[Stored items]
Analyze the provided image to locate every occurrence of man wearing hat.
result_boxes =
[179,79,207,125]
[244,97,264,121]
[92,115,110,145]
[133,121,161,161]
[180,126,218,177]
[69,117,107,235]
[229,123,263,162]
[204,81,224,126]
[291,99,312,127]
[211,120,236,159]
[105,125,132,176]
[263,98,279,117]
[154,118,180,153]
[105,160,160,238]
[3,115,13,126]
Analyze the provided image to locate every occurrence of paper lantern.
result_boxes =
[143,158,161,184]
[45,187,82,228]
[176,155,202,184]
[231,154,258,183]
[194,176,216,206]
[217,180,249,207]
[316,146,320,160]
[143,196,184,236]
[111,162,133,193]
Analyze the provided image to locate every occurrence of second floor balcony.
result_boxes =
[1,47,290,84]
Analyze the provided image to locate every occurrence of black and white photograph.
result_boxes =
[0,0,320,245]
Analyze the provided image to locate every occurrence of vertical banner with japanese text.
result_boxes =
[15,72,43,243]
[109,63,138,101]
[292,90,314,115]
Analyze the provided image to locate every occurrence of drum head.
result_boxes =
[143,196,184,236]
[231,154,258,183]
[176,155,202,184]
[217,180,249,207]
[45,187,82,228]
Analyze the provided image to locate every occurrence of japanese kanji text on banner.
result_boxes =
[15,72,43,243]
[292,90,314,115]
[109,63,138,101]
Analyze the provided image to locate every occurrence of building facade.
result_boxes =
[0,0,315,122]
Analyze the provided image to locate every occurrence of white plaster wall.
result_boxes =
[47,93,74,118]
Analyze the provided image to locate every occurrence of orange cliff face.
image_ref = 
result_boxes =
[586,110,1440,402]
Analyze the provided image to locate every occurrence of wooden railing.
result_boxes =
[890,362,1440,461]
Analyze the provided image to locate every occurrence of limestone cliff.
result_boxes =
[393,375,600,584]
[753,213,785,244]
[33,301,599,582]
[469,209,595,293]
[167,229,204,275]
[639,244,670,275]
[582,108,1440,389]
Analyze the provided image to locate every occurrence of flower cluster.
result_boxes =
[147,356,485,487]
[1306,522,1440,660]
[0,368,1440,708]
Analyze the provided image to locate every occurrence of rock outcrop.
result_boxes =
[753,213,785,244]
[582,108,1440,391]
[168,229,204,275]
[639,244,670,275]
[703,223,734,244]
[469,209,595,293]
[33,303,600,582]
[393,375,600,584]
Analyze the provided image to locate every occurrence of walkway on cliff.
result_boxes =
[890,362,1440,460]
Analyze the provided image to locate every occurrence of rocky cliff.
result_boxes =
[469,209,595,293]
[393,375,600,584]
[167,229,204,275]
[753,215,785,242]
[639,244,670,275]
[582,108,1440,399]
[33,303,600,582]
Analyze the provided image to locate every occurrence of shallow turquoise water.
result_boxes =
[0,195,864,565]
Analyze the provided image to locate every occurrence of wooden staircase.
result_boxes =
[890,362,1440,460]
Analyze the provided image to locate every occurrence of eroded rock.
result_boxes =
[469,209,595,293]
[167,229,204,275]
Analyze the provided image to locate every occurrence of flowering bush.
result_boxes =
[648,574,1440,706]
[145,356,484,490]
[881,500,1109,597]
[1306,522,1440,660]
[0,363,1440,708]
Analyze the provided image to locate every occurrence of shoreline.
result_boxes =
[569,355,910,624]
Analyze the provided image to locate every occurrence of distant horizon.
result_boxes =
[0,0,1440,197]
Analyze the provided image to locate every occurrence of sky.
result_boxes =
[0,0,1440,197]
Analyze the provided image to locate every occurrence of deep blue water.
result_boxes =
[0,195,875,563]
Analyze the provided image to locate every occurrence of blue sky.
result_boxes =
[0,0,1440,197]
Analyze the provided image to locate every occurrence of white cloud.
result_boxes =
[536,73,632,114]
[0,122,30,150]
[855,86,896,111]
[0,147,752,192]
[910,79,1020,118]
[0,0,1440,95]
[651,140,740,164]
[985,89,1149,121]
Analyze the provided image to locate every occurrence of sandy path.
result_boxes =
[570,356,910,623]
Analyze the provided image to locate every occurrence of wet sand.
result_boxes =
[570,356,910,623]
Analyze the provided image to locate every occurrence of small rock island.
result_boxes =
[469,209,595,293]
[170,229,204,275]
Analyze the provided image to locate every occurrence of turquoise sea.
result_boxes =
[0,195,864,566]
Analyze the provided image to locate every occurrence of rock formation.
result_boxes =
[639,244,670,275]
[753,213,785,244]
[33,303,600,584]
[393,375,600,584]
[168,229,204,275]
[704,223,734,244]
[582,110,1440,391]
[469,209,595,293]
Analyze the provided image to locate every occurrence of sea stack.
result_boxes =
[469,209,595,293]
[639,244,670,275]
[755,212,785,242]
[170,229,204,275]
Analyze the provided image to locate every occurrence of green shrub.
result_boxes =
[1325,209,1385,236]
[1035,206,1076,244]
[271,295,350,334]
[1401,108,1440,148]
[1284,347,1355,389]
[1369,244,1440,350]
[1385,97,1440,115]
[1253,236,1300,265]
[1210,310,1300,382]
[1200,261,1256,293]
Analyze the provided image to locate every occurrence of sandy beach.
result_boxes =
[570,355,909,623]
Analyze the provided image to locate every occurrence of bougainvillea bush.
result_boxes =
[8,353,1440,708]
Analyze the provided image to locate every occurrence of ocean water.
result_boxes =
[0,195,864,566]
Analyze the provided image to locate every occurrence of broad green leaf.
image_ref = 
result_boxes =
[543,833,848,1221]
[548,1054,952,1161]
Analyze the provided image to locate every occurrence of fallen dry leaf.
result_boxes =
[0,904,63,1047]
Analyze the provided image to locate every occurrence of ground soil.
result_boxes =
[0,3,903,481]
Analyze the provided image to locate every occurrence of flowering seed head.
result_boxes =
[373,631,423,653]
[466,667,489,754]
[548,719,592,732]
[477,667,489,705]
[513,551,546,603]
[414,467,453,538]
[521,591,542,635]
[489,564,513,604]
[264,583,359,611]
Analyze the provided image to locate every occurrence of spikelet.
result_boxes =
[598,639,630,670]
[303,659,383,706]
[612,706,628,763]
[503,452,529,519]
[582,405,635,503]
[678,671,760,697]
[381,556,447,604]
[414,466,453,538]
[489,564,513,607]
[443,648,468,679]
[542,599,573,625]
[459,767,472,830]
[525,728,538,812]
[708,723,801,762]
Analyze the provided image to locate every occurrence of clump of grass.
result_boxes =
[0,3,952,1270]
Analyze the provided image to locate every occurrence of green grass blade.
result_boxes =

== Exercise ==
Can you reproduce the items starting at the line containing "of green shrub." and ending at the line containing "[570,355,909,623]", swapping "sandy beach" for "rocky shore" and changing nothing else?

== Output ==
Analyze the provided image to locate every occurrence of green shrub.
result_boxes =
[1325,209,1385,236]
[1035,206,1076,244]
[271,295,350,334]
[1401,108,1440,148]
[1284,347,1355,389]
[1369,244,1440,350]
[1385,97,1440,115]
[1253,236,1300,265]
[1210,310,1300,382]
[1200,261,1256,293]
Analyze the provided image to locate every occurrence of rocky shore.
result_boxes =
[570,355,909,623]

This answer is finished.